[START OF Data listing]

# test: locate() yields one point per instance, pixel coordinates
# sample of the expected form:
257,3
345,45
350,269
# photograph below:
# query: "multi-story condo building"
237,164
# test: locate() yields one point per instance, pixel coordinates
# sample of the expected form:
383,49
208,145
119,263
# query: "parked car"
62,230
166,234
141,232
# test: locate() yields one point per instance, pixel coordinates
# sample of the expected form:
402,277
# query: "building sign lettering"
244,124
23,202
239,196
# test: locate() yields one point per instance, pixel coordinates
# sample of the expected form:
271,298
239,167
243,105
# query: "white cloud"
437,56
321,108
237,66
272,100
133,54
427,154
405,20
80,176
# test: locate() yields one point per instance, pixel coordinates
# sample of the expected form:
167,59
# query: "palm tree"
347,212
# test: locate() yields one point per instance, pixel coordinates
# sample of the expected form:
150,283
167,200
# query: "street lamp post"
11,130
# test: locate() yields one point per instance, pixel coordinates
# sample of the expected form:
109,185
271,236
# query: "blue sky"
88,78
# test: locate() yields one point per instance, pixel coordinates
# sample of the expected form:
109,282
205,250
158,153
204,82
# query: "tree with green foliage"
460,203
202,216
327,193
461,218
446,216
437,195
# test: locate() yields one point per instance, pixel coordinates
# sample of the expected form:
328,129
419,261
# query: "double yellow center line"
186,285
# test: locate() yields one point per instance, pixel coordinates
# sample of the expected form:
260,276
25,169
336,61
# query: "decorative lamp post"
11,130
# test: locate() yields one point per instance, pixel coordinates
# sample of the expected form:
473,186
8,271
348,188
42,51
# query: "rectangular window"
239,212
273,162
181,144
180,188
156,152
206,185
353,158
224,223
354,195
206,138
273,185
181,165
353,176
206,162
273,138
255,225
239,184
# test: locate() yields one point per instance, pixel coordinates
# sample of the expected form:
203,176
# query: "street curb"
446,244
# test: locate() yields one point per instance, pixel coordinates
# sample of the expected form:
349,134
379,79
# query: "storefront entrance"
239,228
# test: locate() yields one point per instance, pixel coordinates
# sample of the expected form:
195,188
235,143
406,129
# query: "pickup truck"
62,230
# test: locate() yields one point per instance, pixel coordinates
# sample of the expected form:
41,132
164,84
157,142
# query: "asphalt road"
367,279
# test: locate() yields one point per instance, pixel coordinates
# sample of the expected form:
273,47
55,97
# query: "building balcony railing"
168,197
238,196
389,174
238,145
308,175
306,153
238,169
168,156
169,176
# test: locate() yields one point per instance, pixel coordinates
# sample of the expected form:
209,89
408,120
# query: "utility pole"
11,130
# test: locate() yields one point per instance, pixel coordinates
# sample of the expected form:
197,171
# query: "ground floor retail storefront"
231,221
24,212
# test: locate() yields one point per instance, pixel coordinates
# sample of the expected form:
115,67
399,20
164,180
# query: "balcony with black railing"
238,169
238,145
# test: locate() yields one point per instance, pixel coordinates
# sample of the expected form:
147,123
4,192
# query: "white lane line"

[END OF Data listing]

Brief: Reproduce all data above, unchanged.

Solution below:
# test: locate() yields one point per instance, pixel coordinates
# sample of the expected form:
257,3
345,45
350,269
# photograph below:
# query: "multi-story condo building"
237,164
# test: locate() yields one point per instance, pixel coordinates
# sample of the expected form:
383,49
208,145
119,263
# query: "parked car"
62,230
166,234
141,232
# test: locate() yields one point per instance, pixel coordinates
# sample of the expected form:
402,277
# query: "building sign lettering"
244,124
23,202
239,196
# test: locate() yields one point per instance, pixel coordinates
# sample of the expected form:
271,298
239,167
243,105
# query: "white cloud"
437,56
321,108
237,66
272,100
133,54
427,154
405,20
80,176
# test: locate() yields one point per instance, pixel coordinates
# sample of the expected form:
167,59
# query: "palm tree"
347,212
# test: locate() yields one point per instance, pixel coordinates
# sample of the expected form:
150,283
167,200
# query: "street lamp post"
11,130
# test: locate() yields one point per instance, pixel coordinates
# sample of the expected form:
109,185
271,236
# query: "blue sky"
88,78
# test: locate() yields one point per instance, pixel coordinates
# sample of the expected form:
109,282
205,250
158,153
204,82
# query: "tree with green foliage"
460,203
202,216
327,193
461,218
446,216
437,195
# test: locate() yields one point per instance, pixel coordinates
# sample of the expected form:
328,129
419,261
# query: "double yellow center line"
186,285
# test: locate() yields one point per instance, pixel coordinates
# sample of the expected form:
260,276
25,169
336,61
# query: "decorative lamp post"
11,130
# test: locate() yields one point per instance, pixel coordinates
# sample of the expected form:
473,186
8,271
348,188
42,51
# query: "rectangular window"
239,212
273,162
181,144
180,188
156,152
206,185
353,158
224,223
354,195
206,138
273,185
181,165
353,176
206,162
273,138
255,225
239,184
# test: locate() yields one point per instance, pixel coordinates
# sample of the expected form:
203,176
# query: "street curb"
446,244
# test: locate() yields one point per instance, pixel coordinates
# sample of the expected form:
349,134
379,79
# query: "storefront entrance"
239,228
# test: locate() yields one point per instance, pixel coordinates
# sample of the expected form:
195,188
235,143
406,129
# query: "pickup truck"
62,230
# test: locate() yields one point per instance, pixel coordinates
# sample of the expected form:
41,132
164,84
157,142
# query: "asphalt road"
367,279
# test: locate() yields one point per instance, pixel coordinates
# sample of the expected form:
273,47
55,97
# query: "building balcony railing"
168,197
238,196
389,174
238,145
308,175
306,153
238,169
168,156
169,176
# test: locate() yields one point per instance, pixel coordinates
# sample of the expected form:
209,89
408,120
# query: "utility pole"
11,130
# test: locate() yields one point per instance, pixel coordinates
# sample of the expected form:
197,171
# query: "ground floor retail storefront"
231,221
24,212
# test: locate() yields one point per instance, pixel coordinates
# sample of the expected form:
115,67
399,20
164,180
# query: "balcony with black railing"
238,169
238,145
# test: locate() yields one point per instance, pixel coordinates
# sample of the expected form:
147,123
4,192
# query: "white lane line"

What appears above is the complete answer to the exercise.